> [Extracted text]
___

# I just registered for Lyft, and met mentor, after that...



## wshh8 (Dec 1, 2014)

After that, suddenly I saw on lyft homepage, it requires that driver has to have at least one-year driver license, since I am a new driver(only got my driver license within 7 months), I have passed the mentor process, and she let me wait lyft email for further instruction, I am not sure that I can pass and be an applicable driver, anyone can help? and just wonder if Uber also requires at least one-year driver license?


----------



## UberCbus (Nov 10, 2014)

Yes, both require that you have had your license for over a year


----------



## LAuberX (Jun 3, 2014)

I think Uber is 3 years.

Less than that does not give a true track record.


----------



## DC_Uber_Lyft_Driver (Sep 2, 2014)

This is a rule I can live with. Sorry.


----------



## No-tippers-suck (Oct 20, 2014)

Even if Lyft or Uber said it's no problem the Public Utility Commission of California states in their regulations about TNC
that one year of driving experience is required however it doesn't state that it has to be a CA drivers license.
I personally had to wait for Uber since my CA DL was around 9months back then.

___

Excerpts from a dataset on pointing at objects:
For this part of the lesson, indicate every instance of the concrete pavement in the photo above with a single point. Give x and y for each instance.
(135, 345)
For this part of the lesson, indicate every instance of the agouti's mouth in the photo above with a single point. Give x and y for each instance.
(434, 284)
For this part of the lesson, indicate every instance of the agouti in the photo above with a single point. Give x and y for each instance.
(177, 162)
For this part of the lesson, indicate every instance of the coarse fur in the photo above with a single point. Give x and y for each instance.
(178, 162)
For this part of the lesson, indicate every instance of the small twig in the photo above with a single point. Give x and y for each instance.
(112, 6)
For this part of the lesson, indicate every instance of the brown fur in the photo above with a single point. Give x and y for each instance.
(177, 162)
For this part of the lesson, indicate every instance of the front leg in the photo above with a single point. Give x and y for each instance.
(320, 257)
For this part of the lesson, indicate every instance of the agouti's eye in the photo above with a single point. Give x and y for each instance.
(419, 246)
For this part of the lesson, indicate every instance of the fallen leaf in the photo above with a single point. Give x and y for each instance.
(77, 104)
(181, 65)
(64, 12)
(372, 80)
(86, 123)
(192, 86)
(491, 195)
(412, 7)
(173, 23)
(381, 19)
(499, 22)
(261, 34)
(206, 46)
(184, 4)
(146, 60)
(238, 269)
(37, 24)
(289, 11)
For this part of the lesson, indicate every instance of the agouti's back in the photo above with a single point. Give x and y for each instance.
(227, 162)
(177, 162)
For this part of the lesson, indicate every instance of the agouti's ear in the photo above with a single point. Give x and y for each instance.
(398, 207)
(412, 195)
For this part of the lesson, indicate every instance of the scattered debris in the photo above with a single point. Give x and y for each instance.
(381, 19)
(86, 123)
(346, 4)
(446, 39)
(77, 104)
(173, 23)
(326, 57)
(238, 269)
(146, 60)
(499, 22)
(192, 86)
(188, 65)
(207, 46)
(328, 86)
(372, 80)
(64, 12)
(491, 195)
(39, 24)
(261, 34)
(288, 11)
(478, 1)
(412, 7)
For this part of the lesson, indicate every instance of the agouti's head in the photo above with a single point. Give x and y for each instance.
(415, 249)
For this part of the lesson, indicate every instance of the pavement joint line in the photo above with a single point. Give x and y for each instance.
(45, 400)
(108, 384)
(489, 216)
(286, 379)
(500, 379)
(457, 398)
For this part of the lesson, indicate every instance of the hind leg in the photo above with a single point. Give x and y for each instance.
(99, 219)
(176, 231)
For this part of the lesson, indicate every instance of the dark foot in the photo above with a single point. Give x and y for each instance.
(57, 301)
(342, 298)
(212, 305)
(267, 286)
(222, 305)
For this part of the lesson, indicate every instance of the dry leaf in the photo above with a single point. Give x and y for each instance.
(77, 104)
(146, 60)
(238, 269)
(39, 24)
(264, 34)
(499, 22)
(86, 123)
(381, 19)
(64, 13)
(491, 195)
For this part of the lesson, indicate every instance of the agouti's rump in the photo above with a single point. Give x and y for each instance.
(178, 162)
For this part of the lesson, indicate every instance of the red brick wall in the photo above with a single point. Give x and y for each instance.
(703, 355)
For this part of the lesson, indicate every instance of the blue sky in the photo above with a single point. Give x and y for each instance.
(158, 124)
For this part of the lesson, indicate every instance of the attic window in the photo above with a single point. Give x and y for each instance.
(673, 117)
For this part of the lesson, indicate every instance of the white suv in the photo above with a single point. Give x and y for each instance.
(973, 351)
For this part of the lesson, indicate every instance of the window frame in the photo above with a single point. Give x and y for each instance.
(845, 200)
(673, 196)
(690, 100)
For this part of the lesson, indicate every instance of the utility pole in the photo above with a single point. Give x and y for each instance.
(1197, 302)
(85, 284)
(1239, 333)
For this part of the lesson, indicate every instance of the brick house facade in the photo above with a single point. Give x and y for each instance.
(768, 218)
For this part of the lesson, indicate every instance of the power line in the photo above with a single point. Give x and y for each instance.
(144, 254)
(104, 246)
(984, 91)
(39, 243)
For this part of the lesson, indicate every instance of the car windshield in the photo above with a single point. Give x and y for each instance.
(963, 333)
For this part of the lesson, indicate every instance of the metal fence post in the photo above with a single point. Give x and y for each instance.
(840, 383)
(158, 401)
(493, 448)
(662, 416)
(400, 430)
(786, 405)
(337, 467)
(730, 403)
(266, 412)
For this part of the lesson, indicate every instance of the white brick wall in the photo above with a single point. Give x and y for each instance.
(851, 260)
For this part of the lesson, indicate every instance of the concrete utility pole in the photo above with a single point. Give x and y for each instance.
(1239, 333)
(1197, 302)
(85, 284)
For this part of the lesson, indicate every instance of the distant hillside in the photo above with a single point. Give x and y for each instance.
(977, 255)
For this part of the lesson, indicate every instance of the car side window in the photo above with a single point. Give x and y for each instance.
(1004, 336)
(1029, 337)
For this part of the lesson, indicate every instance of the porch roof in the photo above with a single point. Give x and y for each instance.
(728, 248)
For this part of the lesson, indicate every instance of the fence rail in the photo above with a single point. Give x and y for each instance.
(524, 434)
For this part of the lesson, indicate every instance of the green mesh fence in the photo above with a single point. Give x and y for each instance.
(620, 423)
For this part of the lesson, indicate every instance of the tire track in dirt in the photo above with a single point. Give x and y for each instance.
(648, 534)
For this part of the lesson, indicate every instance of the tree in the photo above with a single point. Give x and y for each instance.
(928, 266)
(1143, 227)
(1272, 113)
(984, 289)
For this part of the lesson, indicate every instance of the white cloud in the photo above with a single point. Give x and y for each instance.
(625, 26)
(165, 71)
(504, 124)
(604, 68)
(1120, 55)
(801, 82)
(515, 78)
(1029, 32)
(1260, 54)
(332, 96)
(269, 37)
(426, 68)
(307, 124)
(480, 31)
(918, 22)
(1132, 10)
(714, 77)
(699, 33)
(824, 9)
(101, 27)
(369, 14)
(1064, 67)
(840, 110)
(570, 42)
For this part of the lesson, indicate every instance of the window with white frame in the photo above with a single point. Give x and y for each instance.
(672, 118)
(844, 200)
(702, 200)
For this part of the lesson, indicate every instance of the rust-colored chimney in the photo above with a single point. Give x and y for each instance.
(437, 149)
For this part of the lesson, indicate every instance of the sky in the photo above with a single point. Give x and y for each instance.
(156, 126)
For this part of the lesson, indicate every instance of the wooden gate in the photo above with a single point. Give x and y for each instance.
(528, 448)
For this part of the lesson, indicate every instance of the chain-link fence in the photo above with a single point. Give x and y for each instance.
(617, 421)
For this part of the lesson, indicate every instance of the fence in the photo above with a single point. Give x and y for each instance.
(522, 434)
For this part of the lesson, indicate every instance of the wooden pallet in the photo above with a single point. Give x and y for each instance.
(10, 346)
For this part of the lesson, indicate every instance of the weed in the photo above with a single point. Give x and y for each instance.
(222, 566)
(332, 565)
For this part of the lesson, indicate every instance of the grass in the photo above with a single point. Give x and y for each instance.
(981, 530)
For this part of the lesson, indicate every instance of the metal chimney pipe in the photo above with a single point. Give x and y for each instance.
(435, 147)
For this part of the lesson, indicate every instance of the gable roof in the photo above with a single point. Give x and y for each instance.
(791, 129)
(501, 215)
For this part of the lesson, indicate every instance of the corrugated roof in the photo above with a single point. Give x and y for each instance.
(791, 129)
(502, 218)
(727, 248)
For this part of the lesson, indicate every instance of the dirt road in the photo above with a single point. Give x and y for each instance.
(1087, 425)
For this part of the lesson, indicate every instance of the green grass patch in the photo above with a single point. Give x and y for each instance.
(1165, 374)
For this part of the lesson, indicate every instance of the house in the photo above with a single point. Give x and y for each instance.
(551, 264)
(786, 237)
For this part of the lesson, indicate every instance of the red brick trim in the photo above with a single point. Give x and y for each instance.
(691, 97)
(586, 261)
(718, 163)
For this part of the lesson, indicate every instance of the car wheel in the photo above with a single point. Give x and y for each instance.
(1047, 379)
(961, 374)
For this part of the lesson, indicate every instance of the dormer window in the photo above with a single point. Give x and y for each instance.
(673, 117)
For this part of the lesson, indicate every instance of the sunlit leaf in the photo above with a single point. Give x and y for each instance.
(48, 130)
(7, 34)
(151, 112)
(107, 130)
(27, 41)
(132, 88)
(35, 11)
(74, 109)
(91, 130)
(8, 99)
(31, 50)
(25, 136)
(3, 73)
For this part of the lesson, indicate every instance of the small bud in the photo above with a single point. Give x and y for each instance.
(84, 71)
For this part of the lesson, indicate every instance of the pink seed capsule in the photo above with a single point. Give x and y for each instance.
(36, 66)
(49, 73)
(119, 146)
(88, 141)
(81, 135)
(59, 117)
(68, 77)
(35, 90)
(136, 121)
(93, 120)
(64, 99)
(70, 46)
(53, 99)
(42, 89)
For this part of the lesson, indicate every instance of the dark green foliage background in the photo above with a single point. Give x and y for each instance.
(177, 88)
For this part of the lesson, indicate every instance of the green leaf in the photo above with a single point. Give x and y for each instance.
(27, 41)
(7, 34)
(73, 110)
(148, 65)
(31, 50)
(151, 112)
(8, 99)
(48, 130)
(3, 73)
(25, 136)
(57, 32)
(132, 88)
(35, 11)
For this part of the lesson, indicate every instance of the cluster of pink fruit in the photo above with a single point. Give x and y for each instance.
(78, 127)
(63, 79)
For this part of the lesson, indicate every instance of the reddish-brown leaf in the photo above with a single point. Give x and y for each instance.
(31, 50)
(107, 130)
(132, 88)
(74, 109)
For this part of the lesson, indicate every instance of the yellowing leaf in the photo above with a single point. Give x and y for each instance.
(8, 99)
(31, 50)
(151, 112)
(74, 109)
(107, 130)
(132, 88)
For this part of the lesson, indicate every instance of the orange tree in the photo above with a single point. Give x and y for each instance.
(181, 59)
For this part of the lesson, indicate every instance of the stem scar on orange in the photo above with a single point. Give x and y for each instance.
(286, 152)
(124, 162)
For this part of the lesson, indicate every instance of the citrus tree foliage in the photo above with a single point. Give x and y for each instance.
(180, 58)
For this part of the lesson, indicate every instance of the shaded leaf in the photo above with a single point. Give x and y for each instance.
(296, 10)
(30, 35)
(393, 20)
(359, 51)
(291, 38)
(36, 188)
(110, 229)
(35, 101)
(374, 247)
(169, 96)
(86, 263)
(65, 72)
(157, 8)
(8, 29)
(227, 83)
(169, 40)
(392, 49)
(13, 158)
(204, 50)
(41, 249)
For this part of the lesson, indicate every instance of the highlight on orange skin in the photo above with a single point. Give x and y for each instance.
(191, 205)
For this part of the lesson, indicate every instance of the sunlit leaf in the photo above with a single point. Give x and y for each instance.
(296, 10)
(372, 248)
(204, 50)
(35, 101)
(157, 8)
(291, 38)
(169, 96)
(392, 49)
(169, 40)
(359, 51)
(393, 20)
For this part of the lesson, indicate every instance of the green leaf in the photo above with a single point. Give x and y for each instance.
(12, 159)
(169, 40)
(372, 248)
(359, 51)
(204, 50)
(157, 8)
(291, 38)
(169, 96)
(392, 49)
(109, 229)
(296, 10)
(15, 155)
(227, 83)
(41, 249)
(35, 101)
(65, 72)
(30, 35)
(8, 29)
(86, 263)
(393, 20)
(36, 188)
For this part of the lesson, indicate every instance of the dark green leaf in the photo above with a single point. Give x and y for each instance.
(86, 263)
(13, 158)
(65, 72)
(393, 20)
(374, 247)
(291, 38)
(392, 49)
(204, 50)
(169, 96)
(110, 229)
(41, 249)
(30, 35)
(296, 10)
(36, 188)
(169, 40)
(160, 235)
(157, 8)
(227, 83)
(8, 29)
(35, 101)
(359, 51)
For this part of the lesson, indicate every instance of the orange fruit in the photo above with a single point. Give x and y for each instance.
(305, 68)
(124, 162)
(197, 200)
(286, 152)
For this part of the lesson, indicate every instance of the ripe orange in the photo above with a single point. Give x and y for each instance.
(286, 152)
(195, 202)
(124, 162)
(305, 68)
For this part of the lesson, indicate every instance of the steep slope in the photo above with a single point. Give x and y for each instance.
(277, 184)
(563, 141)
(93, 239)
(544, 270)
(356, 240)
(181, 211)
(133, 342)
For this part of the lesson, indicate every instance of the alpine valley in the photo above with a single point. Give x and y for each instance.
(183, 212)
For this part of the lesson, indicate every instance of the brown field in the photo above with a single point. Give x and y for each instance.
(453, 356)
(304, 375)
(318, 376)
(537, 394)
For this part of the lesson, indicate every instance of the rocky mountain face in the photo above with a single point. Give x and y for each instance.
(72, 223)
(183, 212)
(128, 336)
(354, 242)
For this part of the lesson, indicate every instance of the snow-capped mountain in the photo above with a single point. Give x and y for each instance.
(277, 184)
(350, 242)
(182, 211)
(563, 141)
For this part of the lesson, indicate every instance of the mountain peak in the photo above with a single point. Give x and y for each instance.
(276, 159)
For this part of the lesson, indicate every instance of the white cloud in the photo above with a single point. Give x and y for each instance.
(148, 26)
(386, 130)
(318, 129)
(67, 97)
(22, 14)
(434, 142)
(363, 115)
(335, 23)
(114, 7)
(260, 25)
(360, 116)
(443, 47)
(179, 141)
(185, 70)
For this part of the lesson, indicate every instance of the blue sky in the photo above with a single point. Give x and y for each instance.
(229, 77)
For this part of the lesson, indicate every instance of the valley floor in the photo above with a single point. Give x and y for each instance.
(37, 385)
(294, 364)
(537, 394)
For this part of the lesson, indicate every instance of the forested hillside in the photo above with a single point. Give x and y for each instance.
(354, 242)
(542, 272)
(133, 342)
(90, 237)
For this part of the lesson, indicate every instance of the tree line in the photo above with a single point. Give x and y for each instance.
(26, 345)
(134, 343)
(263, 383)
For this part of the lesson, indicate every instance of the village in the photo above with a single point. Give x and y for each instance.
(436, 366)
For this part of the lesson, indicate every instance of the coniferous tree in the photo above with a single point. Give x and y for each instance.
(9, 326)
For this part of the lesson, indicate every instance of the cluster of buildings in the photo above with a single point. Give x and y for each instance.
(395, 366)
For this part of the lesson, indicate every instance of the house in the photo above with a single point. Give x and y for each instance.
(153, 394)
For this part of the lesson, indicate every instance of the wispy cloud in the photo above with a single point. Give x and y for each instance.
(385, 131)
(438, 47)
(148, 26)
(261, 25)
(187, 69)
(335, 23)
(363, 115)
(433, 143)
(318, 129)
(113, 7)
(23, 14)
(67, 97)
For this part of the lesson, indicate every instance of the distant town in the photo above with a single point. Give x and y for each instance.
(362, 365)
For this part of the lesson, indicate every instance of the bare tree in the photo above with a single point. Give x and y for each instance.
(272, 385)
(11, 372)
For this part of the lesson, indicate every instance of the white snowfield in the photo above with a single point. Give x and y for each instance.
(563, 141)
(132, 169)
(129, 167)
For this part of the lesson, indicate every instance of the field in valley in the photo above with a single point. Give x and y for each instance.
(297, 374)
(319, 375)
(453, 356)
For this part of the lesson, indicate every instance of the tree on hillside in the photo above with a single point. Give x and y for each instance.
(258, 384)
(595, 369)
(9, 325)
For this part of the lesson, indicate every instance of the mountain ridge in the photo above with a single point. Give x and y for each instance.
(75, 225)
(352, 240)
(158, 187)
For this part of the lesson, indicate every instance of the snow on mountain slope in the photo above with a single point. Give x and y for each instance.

___

> [Your tasks]
- a) Tally the lines of the rows that contain the word "cluster", and give only that number.
- b) Carry on the forum thread about license requirements for Lyft and Uber drivers, starting after its final post.
The forum thread and the rows were taken from separate sources.

> [Task-by-task outputs]
- a) 2

- b)
----------



## driveLA (Aug 15, 2014)

Ya sorry but no way I would want to be driven around by someone with only 7 months or even 1-2 years of driving experience. 

I've driven for over 15 years and driving for uber definitely still gets tricky at times.


----------



## Realityshark (Sep 22, 2014)

wshh8 said:


> After that, suddenly I saw on lyft homepage, it requires that driver has to have at least one-year driver license, since I am a new driver(only got my driver license within 7 months), I have passed the mentor process, and she let me wait lyft email for further instruction, I am not sure that I can pass and be an applicable driver, anyone can help? and just wonder if Uber also requires at least one-year driver license?


It will be interesting to see if they even catch it. Good luck.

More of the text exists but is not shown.